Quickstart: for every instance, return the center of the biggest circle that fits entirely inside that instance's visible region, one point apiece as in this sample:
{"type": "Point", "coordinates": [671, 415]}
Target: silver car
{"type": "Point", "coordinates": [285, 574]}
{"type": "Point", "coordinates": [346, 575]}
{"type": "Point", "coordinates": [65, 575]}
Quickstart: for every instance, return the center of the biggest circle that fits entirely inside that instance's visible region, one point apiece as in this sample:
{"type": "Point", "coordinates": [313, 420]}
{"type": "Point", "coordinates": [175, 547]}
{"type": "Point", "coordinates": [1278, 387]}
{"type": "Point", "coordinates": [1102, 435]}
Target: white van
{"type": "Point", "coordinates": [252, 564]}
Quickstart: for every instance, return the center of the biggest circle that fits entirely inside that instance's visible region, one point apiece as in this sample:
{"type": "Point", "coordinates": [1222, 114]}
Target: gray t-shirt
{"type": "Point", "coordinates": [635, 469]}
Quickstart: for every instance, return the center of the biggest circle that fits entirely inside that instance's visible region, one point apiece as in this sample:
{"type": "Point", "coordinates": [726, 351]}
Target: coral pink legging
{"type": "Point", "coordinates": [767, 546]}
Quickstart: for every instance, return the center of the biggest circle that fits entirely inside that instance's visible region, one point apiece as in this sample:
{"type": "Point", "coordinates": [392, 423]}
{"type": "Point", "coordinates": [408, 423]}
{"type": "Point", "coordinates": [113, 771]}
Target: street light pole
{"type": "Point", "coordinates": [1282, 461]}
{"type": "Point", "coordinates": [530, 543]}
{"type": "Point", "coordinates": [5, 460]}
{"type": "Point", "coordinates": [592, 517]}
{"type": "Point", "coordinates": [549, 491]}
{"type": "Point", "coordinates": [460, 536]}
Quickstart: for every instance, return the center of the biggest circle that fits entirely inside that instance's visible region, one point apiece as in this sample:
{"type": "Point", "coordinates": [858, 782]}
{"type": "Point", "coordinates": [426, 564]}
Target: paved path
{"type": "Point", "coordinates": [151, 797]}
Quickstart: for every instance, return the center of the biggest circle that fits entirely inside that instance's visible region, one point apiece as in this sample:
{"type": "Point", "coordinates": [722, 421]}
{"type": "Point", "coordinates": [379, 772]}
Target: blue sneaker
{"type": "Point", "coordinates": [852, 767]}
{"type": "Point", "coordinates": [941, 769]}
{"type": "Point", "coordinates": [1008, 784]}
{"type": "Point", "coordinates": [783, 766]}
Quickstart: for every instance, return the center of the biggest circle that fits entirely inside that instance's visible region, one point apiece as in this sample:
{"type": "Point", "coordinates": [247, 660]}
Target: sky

****************

[Task goal]: Rewrite the records above with every occurrence of "biggest circle" replaced by "largest circle", leaving all other text unchanged.

[Output of the task]:
Quickstart: for every instance, return the center of the largest circle that fits entirely inside that instance's visible region, one point apiece as in this sample:
{"type": "Point", "coordinates": [671, 415]}
Target: silver car
{"type": "Point", "coordinates": [285, 574]}
{"type": "Point", "coordinates": [346, 575]}
{"type": "Point", "coordinates": [65, 575]}
Quickstart: for every instance, return the center of the largest circle that fits entirely inside that instance's visible region, one point apiece as in this sample:
{"type": "Point", "coordinates": [313, 420]}
{"type": "Point", "coordinates": [175, 547]}
{"type": "Point", "coordinates": [1278, 387]}
{"type": "Point", "coordinates": [1102, 435]}
Target: white van
{"type": "Point", "coordinates": [252, 564]}
Quickstart: for every instance, return the center of the largest circle that fits entirely inside that instance's visible region, one point apiece as in this sample:
{"type": "Point", "coordinates": [1222, 114]}
Target: gray t-shirt
{"type": "Point", "coordinates": [635, 469]}
Quickstart: for every instance, return the center of the largest circle that fits entirely inside that instance's visible region, one point apiece as in this sample:
{"type": "Point", "coordinates": [726, 351]}
Target: coral pink legging
{"type": "Point", "coordinates": [767, 546]}
Quickstart: for every instance, return the center of the largest circle that fits entirely inside that instance's visible region, one point apiece as in this sample:
{"type": "Point", "coordinates": [392, 423]}
{"type": "Point", "coordinates": [408, 423]}
{"type": "Point", "coordinates": [113, 771]}
Target: street light pole
{"type": "Point", "coordinates": [1282, 461]}
{"type": "Point", "coordinates": [530, 543]}
{"type": "Point", "coordinates": [5, 460]}
{"type": "Point", "coordinates": [592, 517]}
{"type": "Point", "coordinates": [549, 491]}
{"type": "Point", "coordinates": [460, 536]}
Quickstart: for every instance, return the center of the largest circle that fits entirely inside that instance's visible region, one point apiece as in this sample:
{"type": "Point", "coordinates": [858, 782]}
{"type": "Point", "coordinates": [426, 564]}
Target: paved path
{"type": "Point", "coordinates": [151, 797]}
Quickstart: for every instance, return the center of the largest circle that fits entirely inside that instance's visible region, one point apiece as in this sample:
{"type": "Point", "coordinates": [722, 421]}
{"type": "Point", "coordinates": [379, 772]}
Target: blue sneaker
{"type": "Point", "coordinates": [852, 767]}
{"type": "Point", "coordinates": [941, 769]}
{"type": "Point", "coordinates": [1008, 784]}
{"type": "Point", "coordinates": [783, 766]}
Quickstart: for every instance, return the center of the largest circle that fits entirely inside that instance's visible region, one point apiece as in this sample:
{"type": "Point", "coordinates": [247, 660]}
Target: sky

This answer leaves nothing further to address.